**What is asked**
A faithful transcription of all the data is required.

**Available data**
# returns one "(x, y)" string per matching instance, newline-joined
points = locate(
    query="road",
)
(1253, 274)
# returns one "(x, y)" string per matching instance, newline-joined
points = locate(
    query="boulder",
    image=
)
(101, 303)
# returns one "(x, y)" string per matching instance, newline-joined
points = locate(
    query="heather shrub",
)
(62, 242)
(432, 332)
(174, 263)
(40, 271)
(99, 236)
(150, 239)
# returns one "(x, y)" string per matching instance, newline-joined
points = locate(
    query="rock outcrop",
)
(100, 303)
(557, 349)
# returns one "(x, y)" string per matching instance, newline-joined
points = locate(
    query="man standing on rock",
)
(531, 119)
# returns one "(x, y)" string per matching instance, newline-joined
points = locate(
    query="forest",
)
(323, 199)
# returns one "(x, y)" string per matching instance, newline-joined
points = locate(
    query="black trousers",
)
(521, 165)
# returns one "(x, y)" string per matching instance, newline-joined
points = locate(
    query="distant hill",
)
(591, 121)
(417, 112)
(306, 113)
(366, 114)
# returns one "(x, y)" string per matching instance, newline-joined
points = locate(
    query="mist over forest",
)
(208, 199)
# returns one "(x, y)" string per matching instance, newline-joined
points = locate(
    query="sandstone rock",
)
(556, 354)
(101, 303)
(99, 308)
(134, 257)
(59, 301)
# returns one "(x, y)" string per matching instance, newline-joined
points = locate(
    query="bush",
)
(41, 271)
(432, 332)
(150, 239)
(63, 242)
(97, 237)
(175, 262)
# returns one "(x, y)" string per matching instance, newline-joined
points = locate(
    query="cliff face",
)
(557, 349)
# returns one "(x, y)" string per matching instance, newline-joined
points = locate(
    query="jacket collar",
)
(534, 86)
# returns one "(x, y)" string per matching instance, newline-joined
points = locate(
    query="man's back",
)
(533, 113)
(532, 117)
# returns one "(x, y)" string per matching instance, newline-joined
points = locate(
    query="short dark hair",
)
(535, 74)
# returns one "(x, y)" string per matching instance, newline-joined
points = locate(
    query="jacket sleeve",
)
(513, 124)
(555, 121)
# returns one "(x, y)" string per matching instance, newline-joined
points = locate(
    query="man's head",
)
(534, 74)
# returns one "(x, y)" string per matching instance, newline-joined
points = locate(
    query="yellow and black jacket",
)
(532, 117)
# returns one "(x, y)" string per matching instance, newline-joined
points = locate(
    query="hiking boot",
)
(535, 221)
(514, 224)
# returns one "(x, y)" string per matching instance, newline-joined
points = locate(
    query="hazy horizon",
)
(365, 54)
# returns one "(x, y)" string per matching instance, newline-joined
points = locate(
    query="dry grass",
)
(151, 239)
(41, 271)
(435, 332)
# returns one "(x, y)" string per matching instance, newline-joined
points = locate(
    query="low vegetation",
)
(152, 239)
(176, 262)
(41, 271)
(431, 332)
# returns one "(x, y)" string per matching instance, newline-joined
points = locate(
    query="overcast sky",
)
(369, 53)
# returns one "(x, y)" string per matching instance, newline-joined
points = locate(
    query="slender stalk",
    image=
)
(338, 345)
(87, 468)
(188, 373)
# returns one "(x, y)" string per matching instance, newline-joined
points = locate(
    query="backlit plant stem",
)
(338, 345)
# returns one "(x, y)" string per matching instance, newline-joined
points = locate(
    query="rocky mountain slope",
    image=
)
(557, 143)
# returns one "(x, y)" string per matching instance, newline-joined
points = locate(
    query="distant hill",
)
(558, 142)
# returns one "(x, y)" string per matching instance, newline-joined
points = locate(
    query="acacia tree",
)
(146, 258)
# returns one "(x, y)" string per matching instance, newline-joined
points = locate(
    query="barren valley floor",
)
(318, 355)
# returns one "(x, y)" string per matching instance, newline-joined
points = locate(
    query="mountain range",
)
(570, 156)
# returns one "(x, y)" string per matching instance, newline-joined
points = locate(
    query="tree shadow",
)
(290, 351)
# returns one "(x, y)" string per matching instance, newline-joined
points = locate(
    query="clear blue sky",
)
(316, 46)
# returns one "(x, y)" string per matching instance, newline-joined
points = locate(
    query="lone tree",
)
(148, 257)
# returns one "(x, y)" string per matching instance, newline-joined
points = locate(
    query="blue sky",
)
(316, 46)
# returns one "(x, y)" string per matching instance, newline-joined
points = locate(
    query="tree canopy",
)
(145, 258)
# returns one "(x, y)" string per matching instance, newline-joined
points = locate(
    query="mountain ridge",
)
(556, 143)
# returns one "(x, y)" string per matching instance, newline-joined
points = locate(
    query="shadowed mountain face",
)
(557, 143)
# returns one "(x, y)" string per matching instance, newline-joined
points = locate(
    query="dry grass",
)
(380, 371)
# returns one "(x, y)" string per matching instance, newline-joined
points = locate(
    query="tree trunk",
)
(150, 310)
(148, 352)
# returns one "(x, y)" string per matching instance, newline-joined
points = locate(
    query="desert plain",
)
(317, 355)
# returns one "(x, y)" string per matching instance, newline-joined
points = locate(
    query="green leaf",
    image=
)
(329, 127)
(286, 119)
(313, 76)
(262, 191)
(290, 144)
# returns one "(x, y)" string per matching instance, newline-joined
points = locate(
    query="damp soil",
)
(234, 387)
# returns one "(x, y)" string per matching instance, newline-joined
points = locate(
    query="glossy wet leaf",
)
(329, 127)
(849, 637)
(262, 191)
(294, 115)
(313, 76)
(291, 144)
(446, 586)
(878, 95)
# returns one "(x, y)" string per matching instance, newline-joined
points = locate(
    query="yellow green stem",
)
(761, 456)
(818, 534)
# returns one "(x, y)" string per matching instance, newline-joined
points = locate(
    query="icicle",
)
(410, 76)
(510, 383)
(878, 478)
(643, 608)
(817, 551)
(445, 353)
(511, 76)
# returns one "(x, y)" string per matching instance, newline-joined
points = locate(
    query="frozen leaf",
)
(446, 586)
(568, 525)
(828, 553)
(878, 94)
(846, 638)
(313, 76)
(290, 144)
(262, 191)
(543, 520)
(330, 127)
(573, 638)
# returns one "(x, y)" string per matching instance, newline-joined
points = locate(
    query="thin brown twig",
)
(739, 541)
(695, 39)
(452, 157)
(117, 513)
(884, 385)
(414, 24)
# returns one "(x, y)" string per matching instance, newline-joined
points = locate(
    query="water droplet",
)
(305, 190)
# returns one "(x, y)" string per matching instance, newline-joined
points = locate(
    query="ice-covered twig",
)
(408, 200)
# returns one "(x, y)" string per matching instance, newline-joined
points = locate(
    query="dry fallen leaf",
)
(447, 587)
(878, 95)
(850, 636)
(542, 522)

**Worked solution**
# returns one "(x, y)" string per matching instance, newline-joined
points = locate(
    query="road",
)
(1253, 274)
# returns one "(x, y)" string per matching instance, newline-joined
points = locate(
    query="boulder",
    image=
)
(101, 303)
# returns one "(x, y)" string per matching instance, newline-joined
points = locate(
    query="heather shrub",
)
(62, 242)
(432, 332)
(174, 263)
(40, 271)
(99, 236)
(150, 239)
# returns one "(x, y)" string per matching instance, newline-joined
points = locate(
    query="rock outcrop",
)
(100, 303)
(557, 349)
# returns one "(x, y)" string per matching instance, newline-joined
points = locate(
    query="man standing on rock",
)
(531, 119)
# returns one "(x, y)" string per matching instance, newline-joined
points = locate(
    query="forest",
)
(323, 199)
# returns one "(x, y)" string per matching instance, newline-joined
points = locate(
    query="black trousers",
)
(521, 165)
# returns one "(x, y)" string per matching instance, newline-joined
points = locate(
    query="distant hill",
)
(591, 121)
(417, 112)
(306, 113)
(366, 114)
# returns one "(x, y)" string per matching instance, newline-joined
points = locate(
    query="mist over forest",
)
(208, 199)
# returns one "(x, y)" string per matching instance, newline-joined
points = locate(
    query="sandstone rock",
)
(556, 354)
(101, 303)
(99, 308)
(134, 257)
(59, 301)
# returns one "(x, y)" string per matching instance, newline-joined
points = locate(
    query="bush",
)
(41, 271)
(432, 332)
(150, 239)
(63, 242)
(97, 237)
(175, 262)
# returns one "(x, y)" string per matching instance, newline-joined
points = locate(
    query="cliff face",
)
(557, 349)
# returns one "(x, y)" string per matching instance, newline-joined
points = locate(
    query="jacket collar",
)
(534, 86)
# returns one "(x, y)" string per matching instance, newline-joined
points = locate(
    query="man's back",
)
(533, 113)
(532, 117)
# returns one "(x, y)" string per matching instance, newline-joined
points = locate(
    query="short dark hair",
)
(535, 74)
# returns one "(x, y)" string per matching instance, newline-joined
points = locate(
    query="jacket sleeve",
)
(513, 124)
(555, 121)
# returns one "(x, y)" string per matching instance, newline-joined
points = locate(
    query="man's head",
)
(534, 74)
# returns one "(x, y)" string per matching instance, newline-joined
points = locate(
    query="yellow and black jacket",
)
(532, 117)
# returns one "(x, y)" string per matching instance, newline-joined
points = locate(
    query="hiking boot",
)
(535, 221)
(514, 224)
# returns one "(x, y)" string per matching instance, newline-joined
points = locate(
    query="hazy horizon",
)
(365, 54)
# returns one "(x, y)" string per matching instance, newline-joined
points = locate(
    query="dry grass",
)
(151, 239)
(41, 271)
(435, 332)
# returns one "(x, y)" string per matching instance, newline-joined
points = locate(
    query="low vegetation",
)
(152, 239)
(176, 262)
(41, 271)
(431, 332)
# returns one "(x, y)" string per matching instance, newline-joined
points = locate(
    query="overcast sky",
)
(369, 53)
# returns one "(x, y)" string per matching instance, newline-joined
points = locate(
    query="slender stalk",
    image=
)
(338, 345)
(87, 468)
(188, 373)
# returns one "(x, y)" string per matching instance, newline-joined
points = locate(
    query="backlit plant stem",
)
(338, 345)
# returns one "(x, y)" string per matching instance, newline-joined
points = locate(
    query="rocky mountain slope",
    image=
)
(557, 143)
# returns one "(x, y)" string per matching instance, newline-joined
points = locate(
    query="distant hill",
)
(558, 142)
# returns one "(x, y)" string per matching instance, newline-joined
points = locate(
    query="acacia tree",
)
(146, 258)
# returns one "(x, y)" string per matching instance, newline-joined
points = locate(
    query="barren valley floor",
)
(318, 355)
# returns one "(x, y)" string per matching instance, newline-joined
points = locate(
    query="mountain range",
)
(570, 156)
# returns one "(x, y)" string per matching instance, newline-joined
points = locate(
    query="tree shadow",
)
(290, 351)
# returns one "(x, y)" string per matching instance, newline-joined
points = locate(
    query="clear blue sky",
)
(316, 46)
# returns one "(x, y)" string per matching instance, newline-joined
points = locate(
    query="lone tree",
)
(148, 257)
# returns one "(x, y)" string per matching instance, newline-joined
points = locate(
    query="blue sky",
)
(316, 46)
# returns one "(x, y)" string per matching instance, newline-joined
points = locate(
    query="tree canopy",
)
(145, 258)
# returns one "(x, y)" string per matching instance, newline-joined
points = locate(
    query="mountain ridge",
)
(556, 143)
# returns one "(x, y)" string per matching instance, newline-joined
points = locate(
    query="shadowed mountain face",
)
(557, 143)
# returns one "(x, y)" string per matching instance, newline-joined
points = locate(
    query="dry grass",
)
(380, 371)
# returns one "(x, y)" string per matching instance, newline-joined
points = locate(
    query="tree trunk",
)
(150, 310)
(148, 352)
# returns one "(x, y)" string per matching instance, newline-joined
points = locate(
    query="desert plain",
)
(317, 355)
# returns one "(x, y)" string per matching instance, newline-joined
points = locate(
    query="green leaf",
    image=
)
(329, 127)
(286, 119)
(313, 76)
(262, 191)
(290, 144)
# returns one "(x, y)" string per matching instance, newline-joined
points = locate(
    query="damp soil",
)
(234, 387)
# returns one "(x, y)" string per matching instance, newline-joined
points = locate(
    query="glossy wet leaf",
)
(329, 127)
(849, 637)
(262, 191)
(294, 115)
(313, 76)
(291, 144)
(446, 586)
(878, 95)
# returns one "(x, y)" string per matching instance, newline-joined
points = locate(
    query="yellow green stem",
)
(761, 456)
(818, 534)
# returns one "(x, y)" string per matching instance, newline-joined
points = locate(
    query="icicle",
)
(410, 76)
(510, 383)
(878, 478)
(643, 608)
(817, 551)
(445, 353)
(511, 76)
# returns one "(x, y)" string per matching instance, newline-joined
points = locate(
    query="frozen leaf",
)
(446, 586)
(568, 525)
(828, 553)
(878, 94)
(846, 638)
(313, 76)
(290, 144)
(262, 191)
(543, 520)
(330, 127)
(573, 638)
# returns one "(x, y)" string per matching instance, newline-joined
points = locate(
    query="thin brown twig",
)
(739, 541)
(695, 39)
(452, 157)
(117, 513)
(884, 385)
(414, 24)
# returns one "(x, y)" string per matching instance, newline-joined
points = locate(
    query="water droplet",
)
(305, 190)
# returns one "(x, y)" string per matching instance, newline-joined
points = locate(
    query="ice-covered twig",
)
(408, 200)
# returns one "(x, y)" string per matching instance, newline-joined
points = locate(
    query="dry fallen leaf",
)
(447, 587)
(878, 95)
(850, 636)
(542, 522)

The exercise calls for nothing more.